Text provided.
Advanced examples in base R

Authors: William Gearty & Lewis A. Jones

Last updated: 2024-09-03

Introduction

Herein we provide three example applications of the rphylopic package using base R. However, note that all demonstrated functionality is also available for use with the {ggplot2} package and showcased in a separate vignette.

Basic accession and transformation

The rphylopic package provides robust and flexible tools to access and transform PhyloPic silhouettes. Here we demonstrate this using the example dataset of Antarctic penguins from the {palmerpenguins} R package.

First, let’s load our libraries and the penguin data:

# Load libraries
library(rphylopic)
library(palmerpenguins)
# Get penguin data
data(penguins)

Now, let’s pick a silhouette to use for the penguins. Let’s pick #2:

# Pick a silhouette for Pygoscelis (here we pick #2)
penguin <- pick_phylopic("Pygoscelis", n = 3, view = 3)

You may have noticed in the preview that the silhouette was a little slanted. Let’s rotate it clockwise just a smidgen:

# It's a little slanted, so let's rotate it a little bit
penguin_rot <- rotate_phylopic(img = penguin, angle = 15)

Now, let’s clean the data and split the data among the three species:

# Subset the data to remove rows with missing sex values
penguins_subset <- subset(penguins, !is.na(sex))
# Split the data by species
species_split <- split(penguins_subset, penguins_subset$species)

Now we’re going to make a three panel plot, one panel for each species. Within each panel, we’ll plot the penguins’ bill lengths vs. their flipper lengths:

# Set up the plot area
par(mfrow = c(3, 1), mar = c(4, 4, 2, 1))

# Loop over the species and create a plot for each one
for (i in seq_along(species_split)) {
  species_data <- species_split[[i]]
  plot(x = species_data$bill_length_mm, y = species_data$flipper_length_mm,
       xlab = "Bill length (mm)", ylab = "Flipper length (mm)",
       main = names(species_split)[i],
       xlim = range(penguins_subset$bill_length_mm, na.rm = TRUE),
       ylim = range(penguins_subset$flipper_length_mm, na.rm = TRUE))
}
plot of chunk base-penguin-plot-1

plot of chunk base-penguin-plot-1

That’s a nice basic plot! But you know what would make it nicer? If we added a penguin silhouette to the plot. Sadly, we don’t have a different silhouette for each species (although we could make one…), so let’s just go with putting a single silhouette in the top panel. To do that, we can use the add_phylopic_base() function. Note that the x and y arguments specify the center of the silhouette, and the height argument specifies how tall the silhouette is in the units of the y-axis.

# Set up the plot area
par(mfrow = c(3, 1), mar = c(4, 4, 2, 1))

# Loop over the species and create a plot for each one
for (i in seq_along(species_split)) {
  species_data <- species_split[[i]]
  plot(x = species_data$bill_length_mm, y = species_data$flipper_length_mm,
       xlab = "Bill length (mm)", ylab = "Flipper length (mm)",
       main = names(species_split)[i],
       xlim = range(penguins_subset$bill_length_mm, na.rm = TRUE),
       ylim = range(penguins_subset$flipper_length_mm, na.rm = TRUE))

Location identification entries:
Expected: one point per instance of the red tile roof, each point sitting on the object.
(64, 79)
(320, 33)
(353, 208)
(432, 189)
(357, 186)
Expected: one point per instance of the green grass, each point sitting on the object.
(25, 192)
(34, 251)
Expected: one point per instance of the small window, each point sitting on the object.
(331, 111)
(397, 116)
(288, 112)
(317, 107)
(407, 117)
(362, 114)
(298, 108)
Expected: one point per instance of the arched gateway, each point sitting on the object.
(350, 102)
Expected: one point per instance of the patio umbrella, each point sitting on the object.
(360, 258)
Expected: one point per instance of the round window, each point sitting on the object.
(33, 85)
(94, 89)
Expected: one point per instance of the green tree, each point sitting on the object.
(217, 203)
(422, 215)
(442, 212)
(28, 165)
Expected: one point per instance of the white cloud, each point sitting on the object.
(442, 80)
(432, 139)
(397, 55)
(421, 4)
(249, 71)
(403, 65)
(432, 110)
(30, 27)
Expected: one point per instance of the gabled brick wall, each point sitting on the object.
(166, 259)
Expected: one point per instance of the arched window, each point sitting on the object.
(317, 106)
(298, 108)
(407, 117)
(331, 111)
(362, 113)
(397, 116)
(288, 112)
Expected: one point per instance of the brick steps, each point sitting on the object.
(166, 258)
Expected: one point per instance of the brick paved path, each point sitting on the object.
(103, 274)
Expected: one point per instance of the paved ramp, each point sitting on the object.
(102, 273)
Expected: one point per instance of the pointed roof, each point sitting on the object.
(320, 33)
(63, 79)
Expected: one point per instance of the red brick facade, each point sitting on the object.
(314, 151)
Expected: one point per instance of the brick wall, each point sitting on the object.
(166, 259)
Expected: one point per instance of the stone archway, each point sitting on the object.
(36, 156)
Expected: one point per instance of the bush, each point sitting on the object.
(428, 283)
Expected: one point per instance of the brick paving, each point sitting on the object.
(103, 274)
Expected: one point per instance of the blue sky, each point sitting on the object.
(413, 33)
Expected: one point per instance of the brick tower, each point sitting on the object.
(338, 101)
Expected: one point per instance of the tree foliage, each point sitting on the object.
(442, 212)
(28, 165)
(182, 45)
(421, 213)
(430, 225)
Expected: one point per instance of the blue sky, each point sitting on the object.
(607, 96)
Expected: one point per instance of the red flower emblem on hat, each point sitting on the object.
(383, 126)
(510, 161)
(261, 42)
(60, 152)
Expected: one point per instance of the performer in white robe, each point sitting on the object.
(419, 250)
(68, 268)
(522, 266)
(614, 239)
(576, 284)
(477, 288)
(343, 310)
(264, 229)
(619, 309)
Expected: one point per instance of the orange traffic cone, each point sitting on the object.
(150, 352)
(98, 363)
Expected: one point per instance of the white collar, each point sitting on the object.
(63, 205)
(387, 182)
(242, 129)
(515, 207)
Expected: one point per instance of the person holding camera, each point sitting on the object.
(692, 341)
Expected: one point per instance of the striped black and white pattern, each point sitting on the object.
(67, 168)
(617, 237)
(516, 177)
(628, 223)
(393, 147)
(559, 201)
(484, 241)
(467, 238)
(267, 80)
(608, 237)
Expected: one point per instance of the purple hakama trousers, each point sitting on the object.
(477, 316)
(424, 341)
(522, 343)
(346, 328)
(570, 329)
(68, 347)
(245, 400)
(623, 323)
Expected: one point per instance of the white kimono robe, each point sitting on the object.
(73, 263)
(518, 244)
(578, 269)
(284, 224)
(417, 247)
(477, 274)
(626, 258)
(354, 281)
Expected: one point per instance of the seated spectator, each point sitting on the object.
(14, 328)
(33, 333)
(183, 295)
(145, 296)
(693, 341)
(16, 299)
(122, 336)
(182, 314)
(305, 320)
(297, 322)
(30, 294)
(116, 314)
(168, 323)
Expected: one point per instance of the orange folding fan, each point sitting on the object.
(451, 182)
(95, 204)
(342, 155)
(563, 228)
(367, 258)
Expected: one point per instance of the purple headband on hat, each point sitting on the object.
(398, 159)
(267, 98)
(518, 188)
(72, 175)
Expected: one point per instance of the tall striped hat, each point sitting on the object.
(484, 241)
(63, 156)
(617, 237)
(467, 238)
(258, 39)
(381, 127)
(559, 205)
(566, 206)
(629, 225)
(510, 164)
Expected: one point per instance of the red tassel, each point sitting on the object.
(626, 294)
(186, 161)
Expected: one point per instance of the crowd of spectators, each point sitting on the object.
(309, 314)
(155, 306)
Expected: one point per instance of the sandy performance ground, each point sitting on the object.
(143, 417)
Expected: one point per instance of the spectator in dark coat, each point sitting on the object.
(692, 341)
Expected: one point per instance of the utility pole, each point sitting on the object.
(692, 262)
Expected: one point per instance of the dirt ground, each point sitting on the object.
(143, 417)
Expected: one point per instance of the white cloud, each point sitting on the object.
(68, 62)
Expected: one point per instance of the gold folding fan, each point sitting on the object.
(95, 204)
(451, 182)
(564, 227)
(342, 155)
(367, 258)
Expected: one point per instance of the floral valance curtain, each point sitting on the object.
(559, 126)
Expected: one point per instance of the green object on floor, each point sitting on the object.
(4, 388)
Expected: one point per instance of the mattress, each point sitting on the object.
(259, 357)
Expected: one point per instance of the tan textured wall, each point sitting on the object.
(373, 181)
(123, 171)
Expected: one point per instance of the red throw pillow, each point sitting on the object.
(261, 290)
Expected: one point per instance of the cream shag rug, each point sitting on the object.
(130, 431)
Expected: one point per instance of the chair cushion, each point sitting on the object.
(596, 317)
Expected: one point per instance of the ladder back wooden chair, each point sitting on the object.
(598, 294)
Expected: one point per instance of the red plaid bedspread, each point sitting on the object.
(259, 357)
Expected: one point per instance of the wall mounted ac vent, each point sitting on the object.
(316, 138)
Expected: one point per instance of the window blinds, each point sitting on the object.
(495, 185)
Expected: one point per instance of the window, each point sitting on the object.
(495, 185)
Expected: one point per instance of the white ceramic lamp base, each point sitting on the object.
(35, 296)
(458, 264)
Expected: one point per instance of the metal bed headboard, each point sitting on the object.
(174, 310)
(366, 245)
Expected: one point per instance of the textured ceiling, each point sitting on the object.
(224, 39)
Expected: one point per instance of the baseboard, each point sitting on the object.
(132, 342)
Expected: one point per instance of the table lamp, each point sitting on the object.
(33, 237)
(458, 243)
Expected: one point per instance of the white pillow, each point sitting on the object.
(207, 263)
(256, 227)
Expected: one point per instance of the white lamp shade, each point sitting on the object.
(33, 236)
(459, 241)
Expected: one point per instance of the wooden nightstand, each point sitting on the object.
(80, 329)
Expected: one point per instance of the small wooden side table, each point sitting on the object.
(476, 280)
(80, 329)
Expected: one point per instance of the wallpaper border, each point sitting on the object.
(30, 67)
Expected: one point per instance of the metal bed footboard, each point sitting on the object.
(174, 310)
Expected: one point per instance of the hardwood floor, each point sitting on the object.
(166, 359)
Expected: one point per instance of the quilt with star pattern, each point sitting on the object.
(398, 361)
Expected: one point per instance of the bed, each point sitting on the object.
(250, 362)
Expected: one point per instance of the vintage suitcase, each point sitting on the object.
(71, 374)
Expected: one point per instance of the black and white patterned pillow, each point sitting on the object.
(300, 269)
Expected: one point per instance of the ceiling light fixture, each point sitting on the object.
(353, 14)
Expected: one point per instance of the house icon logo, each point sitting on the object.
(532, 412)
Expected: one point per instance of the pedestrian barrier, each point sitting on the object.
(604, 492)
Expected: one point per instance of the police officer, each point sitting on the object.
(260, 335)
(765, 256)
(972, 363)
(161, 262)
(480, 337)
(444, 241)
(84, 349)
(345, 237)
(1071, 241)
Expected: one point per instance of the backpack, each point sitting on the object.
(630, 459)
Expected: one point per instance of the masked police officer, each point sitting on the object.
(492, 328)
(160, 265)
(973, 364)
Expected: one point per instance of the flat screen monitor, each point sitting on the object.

Set of tasks.
1 > According to the rphylopic text, why is a silhouette added only to the top panel of the three-panel plot instead of to every panel?
2 > Pull out every line of the listing that contains the word "small". Case counts.

Task-by-task solutions.
1 > There is no separate silhouette for each penguin species, so the rphylopic text puts a single silhouette in the top panel only.

2 >
Expected: one point per instance of the small window, each point sitting on the object.
Expected: one point per instance of the small wooden side table, each point sitting on the object.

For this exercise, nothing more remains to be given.